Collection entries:
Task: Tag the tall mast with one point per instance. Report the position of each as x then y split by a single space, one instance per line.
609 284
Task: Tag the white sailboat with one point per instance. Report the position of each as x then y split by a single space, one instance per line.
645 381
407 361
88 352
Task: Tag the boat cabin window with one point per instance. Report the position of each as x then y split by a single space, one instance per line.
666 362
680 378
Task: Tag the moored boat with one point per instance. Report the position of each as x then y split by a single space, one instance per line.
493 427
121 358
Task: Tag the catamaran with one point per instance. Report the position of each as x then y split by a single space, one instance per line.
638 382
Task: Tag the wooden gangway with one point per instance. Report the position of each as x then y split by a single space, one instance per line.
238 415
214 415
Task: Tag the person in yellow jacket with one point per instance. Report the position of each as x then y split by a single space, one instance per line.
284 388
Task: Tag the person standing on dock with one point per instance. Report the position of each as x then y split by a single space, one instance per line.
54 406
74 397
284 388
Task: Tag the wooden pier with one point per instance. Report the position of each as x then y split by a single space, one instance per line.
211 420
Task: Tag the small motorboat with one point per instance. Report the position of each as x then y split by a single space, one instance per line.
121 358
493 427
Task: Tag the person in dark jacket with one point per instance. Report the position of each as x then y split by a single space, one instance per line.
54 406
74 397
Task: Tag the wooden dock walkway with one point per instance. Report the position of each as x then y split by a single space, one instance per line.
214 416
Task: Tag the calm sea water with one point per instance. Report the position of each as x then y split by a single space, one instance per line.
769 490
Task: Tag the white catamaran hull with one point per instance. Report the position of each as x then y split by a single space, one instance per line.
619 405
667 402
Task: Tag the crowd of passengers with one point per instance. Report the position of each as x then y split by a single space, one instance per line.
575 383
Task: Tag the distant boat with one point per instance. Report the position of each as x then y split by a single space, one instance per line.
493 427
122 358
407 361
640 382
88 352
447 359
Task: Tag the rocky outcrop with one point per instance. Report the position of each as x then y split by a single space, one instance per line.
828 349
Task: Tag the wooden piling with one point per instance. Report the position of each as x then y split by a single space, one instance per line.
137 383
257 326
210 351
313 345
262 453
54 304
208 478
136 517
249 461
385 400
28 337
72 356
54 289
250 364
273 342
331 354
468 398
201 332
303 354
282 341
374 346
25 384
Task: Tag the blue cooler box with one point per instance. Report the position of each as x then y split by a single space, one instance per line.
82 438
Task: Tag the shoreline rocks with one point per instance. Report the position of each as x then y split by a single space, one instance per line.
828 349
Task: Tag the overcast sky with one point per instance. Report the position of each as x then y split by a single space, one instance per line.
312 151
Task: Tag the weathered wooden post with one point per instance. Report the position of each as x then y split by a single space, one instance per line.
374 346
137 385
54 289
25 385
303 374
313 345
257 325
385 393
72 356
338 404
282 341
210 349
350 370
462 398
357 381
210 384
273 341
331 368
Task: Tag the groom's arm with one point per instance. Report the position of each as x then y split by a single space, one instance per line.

▸ WHAT YOU HAVE TO DO: Your task is to repeat each line of the material exactly.

▸ TASK ANSWER:
Task: Tag the tall mast with one point per instance. Report the position of each as x then y split by a single space, one instance per line.
609 284
Task: Tag the white sailboat with one point per instance. Report the position of each as x then y split by a single space, one instance per line.
645 381
407 361
88 352
Task: Tag the boat cabin window with one point per instance. Report the position of each as x then y split by a single space, one instance per line.
666 362
680 378
Task: Tag the moored boat with one point per instance. Report the position of each as x then y split by a single space, one instance per line.
493 427
121 358
Task: Tag the catamaran with one point per instance. Report the position of each as x then y split by a single space, one instance per line.
638 382
Task: Tag the wooden gangway with one point per instance. Report the position of each as x then y split by a single space, one instance per line.
238 415
214 415
Task: Tag the person in yellow jacket with one point per instance. Report the position of each as x then y split by a single space, one instance per line.
284 388
Task: Tag the person standing on dock with one point per instance. Report the position of each as x then y split by a single space, one instance per line.
54 406
74 397
284 388
Task: Tag the wooden pier with one point per instance. Report the position of each as x then y split by a single space, one instance per line.
211 420
Task: Tag the small motorboat with one point per instance. Report the position of each as x then y split by a single space, one instance per line.
121 358
493 427
Task: Tag the person in dark jacket with one point per instance. Report the position of each as x then y split by a single space, one instance per line.
54 406
74 397
Task: Tag the wooden dock walkway with one point per instance. Report the position of each as x then y split by a single space, one instance per line.
214 416
Task: Tag the calm sea water with one point per instance. Report the position of each as x then y split by a single space, one instance per line.
769 490
Task: Tag the white catamaran hull with one point per instance. Report the position of each as x then y split by a single space, one instance per line.
619 405
667 402
Task: Tag the crowd of passengers with one point per instance. Report the position of each as x then y split by a single space, one instance per line.
575 383
Task: Tag the distant boat with one point per instance. Report the position of each as x then y split by a single space, one instance per line.
493 427
122 358
407 361
640 382
88 352
447 359
Task: Tag the rocky outcrop with one point per instance. Report the position of each as x then y split by a single space, one instance per line.
828 349
Task: Tag the wooden piling with one point per instance. Report the position of each as x then y split by a single space, one instance per line.
137 383
257 326
210 351
313 345
262 453
54 304
208 478
136 517
249 461
385 400
28 337
72 356
54 289
250 364
273 342
331 354
468 398
201 332
303 354
282 341
374 346
25 384
Task: Tag the blue cooler box with one point per instance. Report the position of each as x then y split by a single space, one instance per line.
82 438
Task: Tag the shoreline rocks with one point per instance. Report the position of each as x then y split by a single space, one instance per line.
828 349
Task: Tag the overcast sky with one point per instance. Report the position of each as x then y split by a single space, one instance per line.
312 151
Task: Tag the weathered wooden post with one point per instance. Report the position of each as x then y split by a single space, one instance per line.
374 346
137 385
54 289
25 385
303 374
313 345
257 325
385 393
72 356
338 404
282 341
210 349
350 370
462 398
357 381
210 384
273 341
331 368
Task: Tag the groom's arm with one point per instance. Report the position of each as x then y split by a single space, one instance per line.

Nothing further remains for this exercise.